• [Document segment]:
####################
Lake Roland

Quick Facts

Lake Roland

Maryland

Map

Things To Do

Overview

Lake Roland Nature Council (LRNC) is a membership based, volunteer, non-profit organization dedicated to the stewardship of Lake Roland. The Council works in cooperation with Baltimore County Department of Recreation and Parks to maintain, preserve and protect the natural environment and historic structures in the Park, providing a legacy for future generations. In addition, the nature council helps with various recreational and educational programs.
 
The main entrance to the Park is located at 1000 Lakeside Drive, Baltimore, MD, 21210. There is also access from the Falls Road MTA light rail station.
 
Centered on Lake Roland in the Jones Falls valley, Lake Roland has over 500 acres of exceptionally diverse ecosystems including wetlands, meadows, and mature hardwood forests. Most significant is the environmentally sensitive serpentine barrens in the Bare Hills area, home to many rare and endangered species of flora and fauna. The park is historically significant, with not one, but two National Register Historic Districts!
 
The park is managed and maintained by Baltimore County and is leased from Baltimore City on a 100 year lease agreement. Closed for two years for extensive enhancements undertaken by the County, Lake Roland reopened as a Baltimore County Nature Park in October 2011.
 
Park improvements and amenities include:
 
Ranger Station – Baltimore County rangers provide educational programming and are headquartered at the base of the pedestrian bridge across from the dam.
Two pavilions with scenic water views available for rental for special events or general patron use.
A new pedestrian bridge at the dam providing easy access from Lakeside Drive to the main peninsula, ranger station, MTA boardwalk the main hiking trails.
####################
• [Data extract]:
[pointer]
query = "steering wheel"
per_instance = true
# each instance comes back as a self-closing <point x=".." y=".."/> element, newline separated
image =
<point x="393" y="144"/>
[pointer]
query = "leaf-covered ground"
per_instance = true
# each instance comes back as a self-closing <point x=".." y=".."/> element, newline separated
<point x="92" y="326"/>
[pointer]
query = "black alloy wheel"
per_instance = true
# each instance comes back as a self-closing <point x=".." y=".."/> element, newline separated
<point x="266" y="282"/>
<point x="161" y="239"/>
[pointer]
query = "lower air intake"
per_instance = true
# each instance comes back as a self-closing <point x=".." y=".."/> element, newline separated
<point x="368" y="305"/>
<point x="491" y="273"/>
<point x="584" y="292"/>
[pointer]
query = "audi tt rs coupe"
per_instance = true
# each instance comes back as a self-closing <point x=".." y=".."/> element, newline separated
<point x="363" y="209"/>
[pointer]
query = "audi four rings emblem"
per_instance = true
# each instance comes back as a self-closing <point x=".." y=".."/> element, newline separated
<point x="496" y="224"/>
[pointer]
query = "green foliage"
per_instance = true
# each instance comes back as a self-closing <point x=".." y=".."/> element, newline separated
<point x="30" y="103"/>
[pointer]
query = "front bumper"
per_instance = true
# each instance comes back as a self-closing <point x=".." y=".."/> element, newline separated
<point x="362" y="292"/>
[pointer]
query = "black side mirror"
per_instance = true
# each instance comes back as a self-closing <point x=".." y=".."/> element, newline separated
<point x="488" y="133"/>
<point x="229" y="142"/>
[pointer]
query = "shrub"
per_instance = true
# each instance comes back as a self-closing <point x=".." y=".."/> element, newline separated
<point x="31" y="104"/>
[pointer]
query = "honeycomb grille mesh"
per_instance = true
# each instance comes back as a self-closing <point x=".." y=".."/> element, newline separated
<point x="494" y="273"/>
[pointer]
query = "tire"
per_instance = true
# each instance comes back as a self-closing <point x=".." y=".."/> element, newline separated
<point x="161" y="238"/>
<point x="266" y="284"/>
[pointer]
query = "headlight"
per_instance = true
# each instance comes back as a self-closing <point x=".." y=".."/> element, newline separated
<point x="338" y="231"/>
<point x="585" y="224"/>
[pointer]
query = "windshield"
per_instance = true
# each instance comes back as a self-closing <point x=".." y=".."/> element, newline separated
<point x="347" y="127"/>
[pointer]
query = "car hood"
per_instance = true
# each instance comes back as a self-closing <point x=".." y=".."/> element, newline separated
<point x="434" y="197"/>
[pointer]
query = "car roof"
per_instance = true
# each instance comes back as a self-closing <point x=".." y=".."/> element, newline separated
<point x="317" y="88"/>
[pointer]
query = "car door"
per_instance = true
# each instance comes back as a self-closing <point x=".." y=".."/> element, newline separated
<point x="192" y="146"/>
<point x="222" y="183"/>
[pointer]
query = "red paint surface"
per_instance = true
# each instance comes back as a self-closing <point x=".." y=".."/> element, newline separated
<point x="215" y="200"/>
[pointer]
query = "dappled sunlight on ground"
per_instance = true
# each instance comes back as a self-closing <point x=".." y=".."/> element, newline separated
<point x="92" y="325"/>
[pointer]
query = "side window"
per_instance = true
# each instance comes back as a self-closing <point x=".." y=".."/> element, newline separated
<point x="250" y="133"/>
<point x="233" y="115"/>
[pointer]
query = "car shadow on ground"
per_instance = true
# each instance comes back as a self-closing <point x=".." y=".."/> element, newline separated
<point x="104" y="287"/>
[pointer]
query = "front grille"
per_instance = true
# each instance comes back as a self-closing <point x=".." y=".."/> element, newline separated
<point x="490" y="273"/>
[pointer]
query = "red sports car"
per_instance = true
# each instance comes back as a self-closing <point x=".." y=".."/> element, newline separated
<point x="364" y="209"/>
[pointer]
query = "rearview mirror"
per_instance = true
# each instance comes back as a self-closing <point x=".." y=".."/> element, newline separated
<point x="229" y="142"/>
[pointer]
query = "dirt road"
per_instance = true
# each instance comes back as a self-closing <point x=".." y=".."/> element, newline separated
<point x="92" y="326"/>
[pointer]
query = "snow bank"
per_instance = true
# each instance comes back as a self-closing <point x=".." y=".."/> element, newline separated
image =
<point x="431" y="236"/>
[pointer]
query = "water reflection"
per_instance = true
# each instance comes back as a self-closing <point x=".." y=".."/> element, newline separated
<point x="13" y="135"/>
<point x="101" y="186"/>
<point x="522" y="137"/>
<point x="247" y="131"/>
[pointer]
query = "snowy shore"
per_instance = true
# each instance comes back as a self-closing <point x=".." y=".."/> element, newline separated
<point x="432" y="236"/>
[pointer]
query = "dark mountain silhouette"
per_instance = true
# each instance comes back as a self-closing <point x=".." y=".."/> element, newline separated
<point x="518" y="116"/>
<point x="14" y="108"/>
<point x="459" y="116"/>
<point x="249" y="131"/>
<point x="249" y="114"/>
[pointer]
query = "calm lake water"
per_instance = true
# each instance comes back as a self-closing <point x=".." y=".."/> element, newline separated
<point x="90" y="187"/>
####################
• [What is being asked]:
Copy the entire Lake Roland text word for word.

• [Answer to the task]:
Lake Roland

Quick Facts

Lake Roland

Maryland

Map

Things To Do

Overview

Lake Roland Nature Council (LRNC) is a membership based, volunteer, non-profit organization dedicated to the stewardship of Lake Roland. The Council works in cooperation with Baltimore County Department of Recreation and Parks to maintain, preserve and protect the natural environment and historic structures in the Park, providing a legacy for future generations. In addition, the nature council helps with various recreational and educational programs.
 
The main entrance to the Park is located at 1000 Lakeside Drive, Baltimore, MD, 21210. There is also access from the Falls Road MTA light rail station.
 
Centered on Lake Roland in the Jones Falls valley, Lake Roland has over 500 acres of exceptionally diverse ecosystems including wetlands, meadows, and mature hardwood forests. Most significant is the environmentally sensitive serpentine barrens in the Bare Hills area, home to many rare and endangered species of flora and fauna. The park is historically significant, with not one, but two National Register Historic Districts!
 
The park is managed and maintained by Baltimore County and is leased from Baltimore City on a 100 year lease agreement. Closed for two years for extensive enhancements undertaken by the County, Lake Roland reopened as a Baltimore County Nature Park in October 2011.
 
Park improvements and amenities include:
 
Ranger Station – Baltimore County rangers provide educational programming and are headquartered at the base of the pedestrian bridge across from the dam.
Two pavilions with scenic water views available for rental for special events or general patron use.
A new pedestrian bridge at the dam providing easy access from Lakeside Drive to the main peninsula, ranger station, MTA boardwalk the main hiking trails.